◆ Task to carry out ◆
Copy word for word the part of the post about parsing comments and strings below that falls between "(for reference, code" and "reads and moves on)", inclusive.

◆ Extract to read ◆
— Start —
Parsing comments and strings in source code - regex

I'm designing and implementing a scripting language, and for the "reading" stage I'm taking the time-tested and straightforward approach of splitting the code up into tokens (lexical analysis) followed by using a stack-based AST generator to squeeze syntactic structure out of the token stream (parsing). However, I'm facing an issue with strings, comments, and how they interact.
(for reference, code in my language uses ~ to start comments)
This might be the wrong approach, but I'm performing the lexical analysis step using regular expressions. For n kinds of tokens, I run n tokenization passes on my code, with each pass finding substrings that match the given regex and "tagging" them, until eventually every character is tagged. Each regex ignores matches that lie within already-tagged sections of source, only tagging unclaimed land. This is useful, because you wouldn't want, for example, a number token infiltrating a token like translate3d.
The issue I'm running into is with comments embedded in strings and strings embedded in comments. I don't know how to simultaneously make this
"The ~ is my favorite character! It's so happy-looking!"
be tagged as a string, and have this
~ "handles" the Exception (just logs it to a file nobody ever reads and moves on)
be tagged as a comment. It seems that either way, you have to impose some ordering on the passes of lexical analysis, and that either the comment or the string pass is going to "win" and tag a substring it has no business tokenizing. For example, either the string is tagged like so: (I'm using XML notation because it's a good way to represent tagged regions of text. XML is not actually used in my program at any point)
"The <comment>~ is my favorite character! It's so happy-looking!"</comment>
or the comment is tagged like this:
<comment>~ </comment><string>"handles"</string>the Exception (just logs it to a file and moves on)
Either it's assumed a string starts in the middle of a comment or a comment starts in the middle of a string.
What's odd is that it seems that this system of regex passes tagging substrings is exactly what the syntax highlighting on a text editor does, and comments and strings work fine there. I've already developed the textmate/submlime text 2 syntax definition for my language, and all I had to do was (in a simplified version of the actual format used)
— End —
◆ Supplied material ◆
— Start —
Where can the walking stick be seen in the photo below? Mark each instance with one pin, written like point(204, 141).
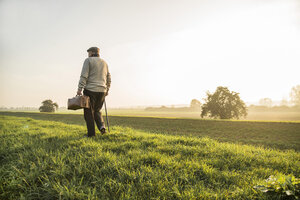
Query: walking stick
point(106, 115)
— End —
◆ Response to the exercise ◆
(for reference, code in my language uses ~ to start comments)
This might be the wrong approach, but I'm performing the lexical analysis step using regular expressions. For n kinds of tokens, I run n tokenization passes on my code, with each pass finding substrings that match the given regex and "tagging" them, until eventually every character is tagged. Each regex ignores matches that lie within already-tagged sections of source, only tagging unclaimed land. This is useful, because you wouldn't want, for example, a number token infiltrating a token like translate3d.
The issue I'm running into is with comments embedded in strings and strings embedded in comments. I don't know how to simultaneously make this
"The ~ is my favorite character! It's so happy-looking!"
be tagged as a string, and have this
~ "handles" the Exception (just logs it to a file nobody ever reads and moves on)